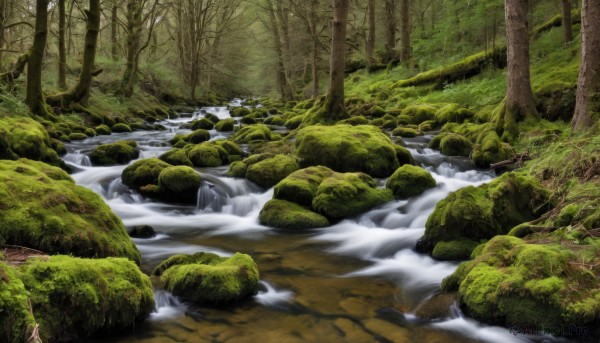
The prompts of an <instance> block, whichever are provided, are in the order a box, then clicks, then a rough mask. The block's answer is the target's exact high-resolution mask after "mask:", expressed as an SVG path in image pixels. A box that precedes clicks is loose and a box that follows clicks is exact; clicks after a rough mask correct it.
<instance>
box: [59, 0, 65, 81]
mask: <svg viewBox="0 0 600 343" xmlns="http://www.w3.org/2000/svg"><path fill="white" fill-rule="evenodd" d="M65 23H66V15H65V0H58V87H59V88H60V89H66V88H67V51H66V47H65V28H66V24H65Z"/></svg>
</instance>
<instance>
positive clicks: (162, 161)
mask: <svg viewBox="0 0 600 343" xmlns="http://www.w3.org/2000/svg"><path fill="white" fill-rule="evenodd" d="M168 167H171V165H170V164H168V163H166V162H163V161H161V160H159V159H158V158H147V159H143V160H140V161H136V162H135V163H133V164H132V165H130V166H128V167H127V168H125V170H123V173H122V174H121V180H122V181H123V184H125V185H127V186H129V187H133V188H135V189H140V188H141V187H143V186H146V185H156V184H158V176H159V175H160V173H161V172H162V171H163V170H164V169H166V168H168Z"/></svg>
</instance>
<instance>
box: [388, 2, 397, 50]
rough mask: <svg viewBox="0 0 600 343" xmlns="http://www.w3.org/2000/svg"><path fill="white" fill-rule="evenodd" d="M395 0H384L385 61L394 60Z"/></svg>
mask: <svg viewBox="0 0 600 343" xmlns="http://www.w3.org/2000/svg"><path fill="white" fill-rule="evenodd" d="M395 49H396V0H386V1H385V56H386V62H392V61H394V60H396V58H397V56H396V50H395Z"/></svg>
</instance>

> **WHAT IS BEING ASKED**
Transcribe each entry above character for character, omitting pictures.

> **ANSWER SECTION**
The prompts of an <instance> block, whichever are provided, are in the order a box, then clicks, then a rough mask. The block's answer is the target's exact high-resolution mask after "mask:", expressed as an SVG path in image pixels. A box that precedes clicks is loose and a box that follows clicks is exact; clicks after a rough mask correct it.
<instance>
box: [59, 0, 65, 81]
mask: <svg viewBox="0 0 600 343" xmlns="http://www.w3.org/2000/svg"><path fill="white" fill-rule="evenodd" d="M65 23H66V15H65V0H58V87H59V88H60V89H66V88H67V51H66V47H65V28H66V24H65Z"/></svg>
</instance>
<instance>
positive clicks: (162, 161)
mask: <svg viewBox="0 0 600 343" xmlns="http://www.w3.org/2000/svg"><path fill="white" fill-rule="evenodd" d="M168 167H171V165H170V164H168V163H166V162H163V161H161V160H159V159H158V158H147V159H143V160H140V161H136V162H135V163H133V164H132V165H130V166H128V167H127V168H125V170H123V173H122V174H121V180H122V181H123V184H125V185H127V186H129V187H133V188H135V189H140V188H141V187H143V186H146V185H156V184H158V176H159V175H160V173H161V172H162V171H163V170H164V169H166V168H168Z"/></svg>
</instance>
<instance>
box: [388, 2, 397, 50]
rough mask: <svg viewBox="0 0 600 343" xmlns="http://www.w3.org/2000/svg"><path fill="white" fill-rule="evenodd" d="M395 0H384L385 61L394 60Z"/></svg>
mask: <svg viewBox="0 0 600 343" xmlns="http://www.w3.org/2000/svg"><path fill="white" fill-rule="evenodd" d="M395 49H396V0H386V1H385V56H386V62H392V61H394V60H396V58H397V56H396V50H395Z"/></svg>
</instance>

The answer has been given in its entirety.